» **PROBLEM**: Return every record verbatim, omitting all pictures.

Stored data

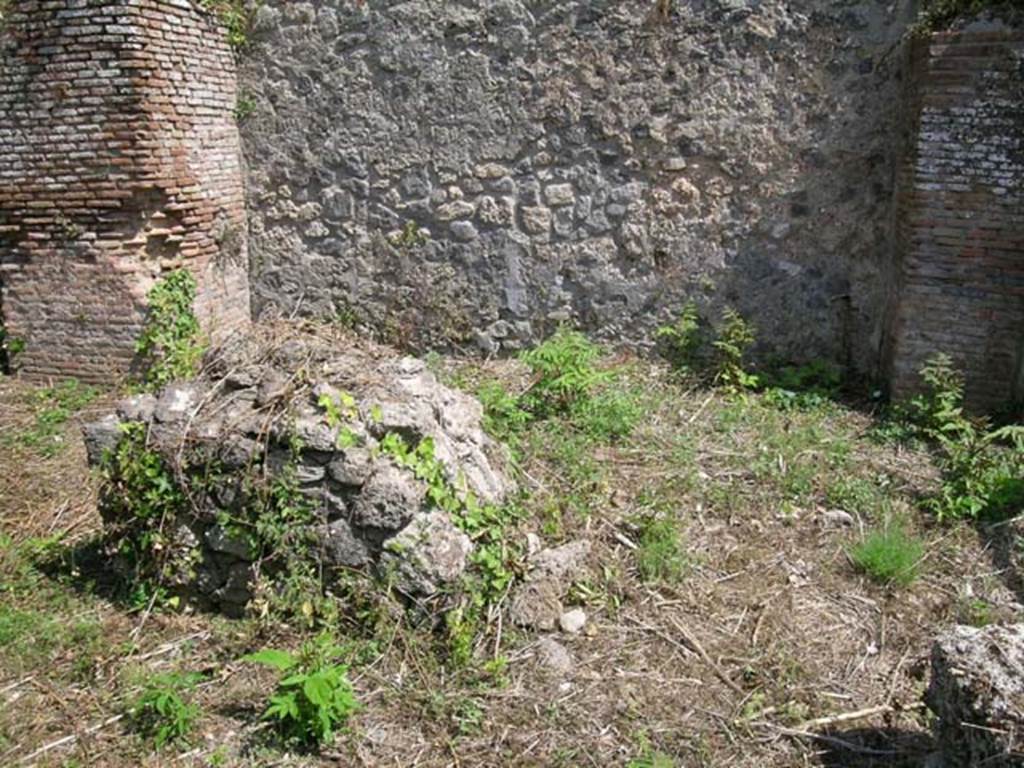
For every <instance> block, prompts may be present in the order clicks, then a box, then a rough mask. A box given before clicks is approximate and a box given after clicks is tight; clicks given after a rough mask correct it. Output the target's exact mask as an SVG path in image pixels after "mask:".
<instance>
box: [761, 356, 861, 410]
mask: <svg viewBox="0 0 1024 768" xmlns="http://www.w3.org/2000/svg"><path fill="white" fill-rule="evenodd" d="M764 379H765V381H764V383H765V384H766V385H767V387H768V389H767V390H766V391H765V399H766V400H767V401H768V403H769V404H771V406H773V407H775V408H778V409H780V410H783V411H791V410H799V411H813V410H814V409H818V408H822V407H824V406H826V404H827V403H828V401H829V400H831V399H834V398H835V397H836V396H837V395H838V394H839V388H840V385H841V384H842V374H841V372H840V370H839V368H838V367H837V366H835V365H833V364H830V362H827V361H825V360H812V361H811V362H808V364H805V365H802V366H784V367H782V368H779V369H776V370H775V371H772V372H770V374H768V375H766V376H765V377H764Z"/></svg>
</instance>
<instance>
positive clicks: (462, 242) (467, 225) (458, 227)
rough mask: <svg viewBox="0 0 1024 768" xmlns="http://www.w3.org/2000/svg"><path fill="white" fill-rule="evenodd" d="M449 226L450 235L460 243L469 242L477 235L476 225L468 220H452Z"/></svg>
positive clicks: (473, 239)
mask: <svg viewBox="0 0 1024 768" xmlns="http://www.w3.org/2000/svg"><path fill="white" fill-rule="evenodd" d="M449 228H450V229H451V231H452V237H453V238H455V239H456V240H458V241H459V242H461V243H469V242H471V241H474V240H476V239H477V238H478V237H479V236H478V234H477V231H476V227H475V226H473V224H472V222H470V221H453V222H452V223H451V224H450V225H449Z"/></svg>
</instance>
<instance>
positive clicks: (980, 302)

» **RESULT OF THE TASK**:
For every <instance> block, prompts may be present in the order clicks, then a box, then a rough mask. A box given before clicks is approximate and a box given after clicks is tight; clicks given after a rough mask correct it. Output the target's exact mask as an SVG path in image pixels after "mask:".
<instance>
box: [761, 356, 861, 410]
mask: <svg viewBox="0 0 1024 768" xmlns="http://www.w3.org/2000/svg"><path fill="white" fill-rule="evenodd" d="M764 379H765V381H764V383H765V384H766V385H767V387H768V389H767V390H766V391H765V399H766V400H767V401H768V403H769V404H771V406H773V407H775V408H778V409H780V410H783V411H791V410H799V411H813V410H814V409H818V408H822V407H824V406H826V404H827V403H828V401H829V400H831V399H834V398H835V397H836V396H837V395H838V394H839V388H840V385H841V384H842V374H841V372H840V370H839V368H838V367H837V366H835V365H833V364H830V362H827V361H825V360H812V361H811V362H808V364H805V365H802V366H784V367H782V368H779V369H776V370H775V371H772V372H770V374H768V375H766V376H765V377H764Z"/></svg>
</instance>
<instance>
positive clicks: (462, 242) (467, 225) (458, 227)
rough mask: <svg viewBox="0 0 1024 768" xmlns="http://www.w3.org/2000/svg"><path fill="white" fill-rule="evenodd" d="M449 226L450 235L460 243L469 242L477 235L476 225L468 220H452Z"/></svg>
positive clicks: (473, 239)
mask: <svg viewBox="0 0 1024 768" xmlns="http://www.w3.org/2000/svg"><path fill="white" fill-rule="evenodd" d="M449 228H450V229H451V231H452V237H453V238H455V239H456V240H458V241H459V242H461V243H469V242H471V241H474V240H476V239H477V238H478V237H479V236H478V234H477V231H476V227H475V226H473V224H472V222H470V221H453V222H452V223H451V224H450V225H449Z"/></svg>
</instance>
<instance>
positive clicks: (980, 302)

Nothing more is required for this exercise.